## [Problem to solve]
Reproduce, please, only the lines from the first line below to the line containing "Target to outline: **parked car row**", inclusive.

## [Given data]
[Start of Attachment]

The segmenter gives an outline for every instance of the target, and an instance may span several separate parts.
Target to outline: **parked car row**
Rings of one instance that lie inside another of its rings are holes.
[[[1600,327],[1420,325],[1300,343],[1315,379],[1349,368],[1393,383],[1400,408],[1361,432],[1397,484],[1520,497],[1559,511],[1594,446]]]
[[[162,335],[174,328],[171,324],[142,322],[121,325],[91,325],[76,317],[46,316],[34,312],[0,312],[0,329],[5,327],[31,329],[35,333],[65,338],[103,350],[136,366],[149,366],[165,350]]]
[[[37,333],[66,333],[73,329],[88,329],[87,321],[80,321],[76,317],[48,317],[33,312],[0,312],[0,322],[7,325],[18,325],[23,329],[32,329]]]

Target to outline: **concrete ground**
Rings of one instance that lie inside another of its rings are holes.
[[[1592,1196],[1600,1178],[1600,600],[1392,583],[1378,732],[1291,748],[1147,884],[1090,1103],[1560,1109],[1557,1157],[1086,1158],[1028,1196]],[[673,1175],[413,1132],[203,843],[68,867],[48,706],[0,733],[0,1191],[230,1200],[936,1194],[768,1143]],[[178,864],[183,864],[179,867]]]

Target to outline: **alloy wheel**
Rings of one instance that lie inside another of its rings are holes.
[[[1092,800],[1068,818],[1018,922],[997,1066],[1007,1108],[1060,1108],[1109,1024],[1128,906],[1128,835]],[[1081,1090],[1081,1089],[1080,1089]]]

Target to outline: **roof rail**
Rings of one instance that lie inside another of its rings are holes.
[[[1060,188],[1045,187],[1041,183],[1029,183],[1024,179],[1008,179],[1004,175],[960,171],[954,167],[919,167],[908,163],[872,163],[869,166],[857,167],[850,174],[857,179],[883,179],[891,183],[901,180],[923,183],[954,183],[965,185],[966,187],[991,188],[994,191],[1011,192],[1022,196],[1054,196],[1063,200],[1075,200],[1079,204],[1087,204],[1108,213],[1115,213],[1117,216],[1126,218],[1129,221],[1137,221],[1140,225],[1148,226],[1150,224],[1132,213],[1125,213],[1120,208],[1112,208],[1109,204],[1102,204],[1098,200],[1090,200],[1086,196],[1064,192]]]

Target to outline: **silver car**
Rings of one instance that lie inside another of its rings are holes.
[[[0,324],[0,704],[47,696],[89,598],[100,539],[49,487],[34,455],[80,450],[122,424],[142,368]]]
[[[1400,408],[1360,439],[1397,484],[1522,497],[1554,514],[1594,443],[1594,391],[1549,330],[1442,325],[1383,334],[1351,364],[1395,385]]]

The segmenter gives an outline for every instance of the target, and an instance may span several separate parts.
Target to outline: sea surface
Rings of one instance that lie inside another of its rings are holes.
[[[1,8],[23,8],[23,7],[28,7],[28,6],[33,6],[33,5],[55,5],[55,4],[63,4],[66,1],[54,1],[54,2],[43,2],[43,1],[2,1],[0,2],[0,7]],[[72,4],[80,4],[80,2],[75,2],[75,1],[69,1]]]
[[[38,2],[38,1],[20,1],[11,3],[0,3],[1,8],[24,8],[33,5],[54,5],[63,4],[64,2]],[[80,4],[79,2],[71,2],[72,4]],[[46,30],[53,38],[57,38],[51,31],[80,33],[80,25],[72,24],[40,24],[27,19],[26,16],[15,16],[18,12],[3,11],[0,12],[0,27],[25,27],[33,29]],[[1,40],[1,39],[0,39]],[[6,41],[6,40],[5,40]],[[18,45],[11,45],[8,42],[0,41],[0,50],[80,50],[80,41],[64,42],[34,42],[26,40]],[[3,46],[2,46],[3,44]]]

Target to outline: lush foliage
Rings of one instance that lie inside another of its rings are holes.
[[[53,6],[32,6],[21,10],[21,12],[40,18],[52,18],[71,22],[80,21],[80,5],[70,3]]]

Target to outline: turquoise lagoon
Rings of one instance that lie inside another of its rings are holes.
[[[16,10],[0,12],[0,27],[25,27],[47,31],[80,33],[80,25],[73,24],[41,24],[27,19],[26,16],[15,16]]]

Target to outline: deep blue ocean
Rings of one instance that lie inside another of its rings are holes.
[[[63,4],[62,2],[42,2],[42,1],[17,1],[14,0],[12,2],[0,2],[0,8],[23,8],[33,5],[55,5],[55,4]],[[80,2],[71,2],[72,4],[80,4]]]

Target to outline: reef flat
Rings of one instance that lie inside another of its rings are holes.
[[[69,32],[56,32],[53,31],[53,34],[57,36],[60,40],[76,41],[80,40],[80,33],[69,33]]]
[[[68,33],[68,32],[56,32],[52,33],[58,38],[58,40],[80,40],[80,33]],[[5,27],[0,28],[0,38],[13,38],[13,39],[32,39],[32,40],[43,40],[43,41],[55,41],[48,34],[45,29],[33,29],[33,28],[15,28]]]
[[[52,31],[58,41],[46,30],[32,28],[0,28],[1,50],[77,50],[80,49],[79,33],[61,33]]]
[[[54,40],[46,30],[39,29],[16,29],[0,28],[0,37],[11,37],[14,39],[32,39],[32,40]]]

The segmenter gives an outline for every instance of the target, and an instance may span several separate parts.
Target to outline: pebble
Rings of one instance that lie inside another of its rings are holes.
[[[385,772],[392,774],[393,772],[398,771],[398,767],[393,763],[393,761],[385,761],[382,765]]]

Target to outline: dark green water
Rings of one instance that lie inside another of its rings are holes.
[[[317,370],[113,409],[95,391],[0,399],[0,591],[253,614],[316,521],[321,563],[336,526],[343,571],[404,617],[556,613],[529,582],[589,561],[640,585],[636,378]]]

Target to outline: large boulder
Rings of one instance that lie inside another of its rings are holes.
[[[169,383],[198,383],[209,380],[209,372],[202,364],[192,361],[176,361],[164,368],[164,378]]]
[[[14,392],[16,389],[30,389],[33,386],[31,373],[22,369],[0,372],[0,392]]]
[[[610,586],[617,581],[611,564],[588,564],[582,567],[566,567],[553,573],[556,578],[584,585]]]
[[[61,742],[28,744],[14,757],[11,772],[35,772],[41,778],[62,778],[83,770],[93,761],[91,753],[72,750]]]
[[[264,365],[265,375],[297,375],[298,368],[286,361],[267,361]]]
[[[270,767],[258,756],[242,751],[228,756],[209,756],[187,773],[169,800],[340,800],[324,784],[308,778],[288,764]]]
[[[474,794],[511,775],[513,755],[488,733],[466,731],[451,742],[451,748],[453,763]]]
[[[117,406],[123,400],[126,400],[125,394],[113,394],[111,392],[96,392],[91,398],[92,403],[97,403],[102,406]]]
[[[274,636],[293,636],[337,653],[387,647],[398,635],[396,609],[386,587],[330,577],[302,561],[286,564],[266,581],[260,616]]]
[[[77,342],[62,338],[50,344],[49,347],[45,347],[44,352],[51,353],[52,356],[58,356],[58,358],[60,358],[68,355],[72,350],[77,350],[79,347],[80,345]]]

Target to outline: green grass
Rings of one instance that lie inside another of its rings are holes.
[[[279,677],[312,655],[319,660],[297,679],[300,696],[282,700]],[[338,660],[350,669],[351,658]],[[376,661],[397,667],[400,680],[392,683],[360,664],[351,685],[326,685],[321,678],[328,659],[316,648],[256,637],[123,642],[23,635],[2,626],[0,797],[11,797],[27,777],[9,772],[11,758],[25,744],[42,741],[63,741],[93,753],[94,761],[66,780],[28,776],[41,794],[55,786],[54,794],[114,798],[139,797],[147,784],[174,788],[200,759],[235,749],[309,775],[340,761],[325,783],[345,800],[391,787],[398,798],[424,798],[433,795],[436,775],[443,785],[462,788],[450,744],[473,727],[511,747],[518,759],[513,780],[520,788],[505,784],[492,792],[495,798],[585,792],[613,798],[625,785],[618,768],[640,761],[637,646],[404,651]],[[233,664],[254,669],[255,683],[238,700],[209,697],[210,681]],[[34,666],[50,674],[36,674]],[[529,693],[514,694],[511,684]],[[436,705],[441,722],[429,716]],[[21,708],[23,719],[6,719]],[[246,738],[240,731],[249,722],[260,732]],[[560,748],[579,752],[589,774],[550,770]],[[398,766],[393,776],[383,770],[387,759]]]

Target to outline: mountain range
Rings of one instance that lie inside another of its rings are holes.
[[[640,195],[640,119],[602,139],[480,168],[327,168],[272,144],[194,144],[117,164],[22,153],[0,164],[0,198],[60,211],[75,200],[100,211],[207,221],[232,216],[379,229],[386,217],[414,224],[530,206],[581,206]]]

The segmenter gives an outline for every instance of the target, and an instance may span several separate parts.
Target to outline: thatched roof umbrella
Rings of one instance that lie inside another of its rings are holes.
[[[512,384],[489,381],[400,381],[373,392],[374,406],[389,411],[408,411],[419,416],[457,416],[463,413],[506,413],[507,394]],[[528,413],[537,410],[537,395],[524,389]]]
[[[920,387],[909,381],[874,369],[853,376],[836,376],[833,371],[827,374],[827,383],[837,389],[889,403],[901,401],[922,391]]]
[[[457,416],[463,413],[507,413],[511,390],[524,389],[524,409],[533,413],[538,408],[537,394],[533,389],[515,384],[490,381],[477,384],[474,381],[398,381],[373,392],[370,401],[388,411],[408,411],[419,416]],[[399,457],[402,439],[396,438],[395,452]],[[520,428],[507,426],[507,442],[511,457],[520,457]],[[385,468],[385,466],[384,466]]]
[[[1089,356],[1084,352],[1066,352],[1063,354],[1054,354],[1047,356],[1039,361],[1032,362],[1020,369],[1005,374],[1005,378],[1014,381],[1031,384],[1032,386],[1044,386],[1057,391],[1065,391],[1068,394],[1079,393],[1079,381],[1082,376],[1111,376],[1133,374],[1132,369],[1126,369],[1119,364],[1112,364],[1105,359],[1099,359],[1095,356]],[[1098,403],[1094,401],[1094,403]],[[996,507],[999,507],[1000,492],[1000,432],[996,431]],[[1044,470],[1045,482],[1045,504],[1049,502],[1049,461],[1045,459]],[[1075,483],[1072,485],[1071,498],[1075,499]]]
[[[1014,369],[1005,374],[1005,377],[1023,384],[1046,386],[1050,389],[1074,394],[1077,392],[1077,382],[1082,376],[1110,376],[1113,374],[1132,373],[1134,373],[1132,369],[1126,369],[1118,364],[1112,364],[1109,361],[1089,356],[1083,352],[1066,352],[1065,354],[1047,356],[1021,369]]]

[End of Attachment]

## [Answer section]
The segmenter gives an outline for every instance of the target, and an instance may span several separate parts.
Target to outline: **parked car row**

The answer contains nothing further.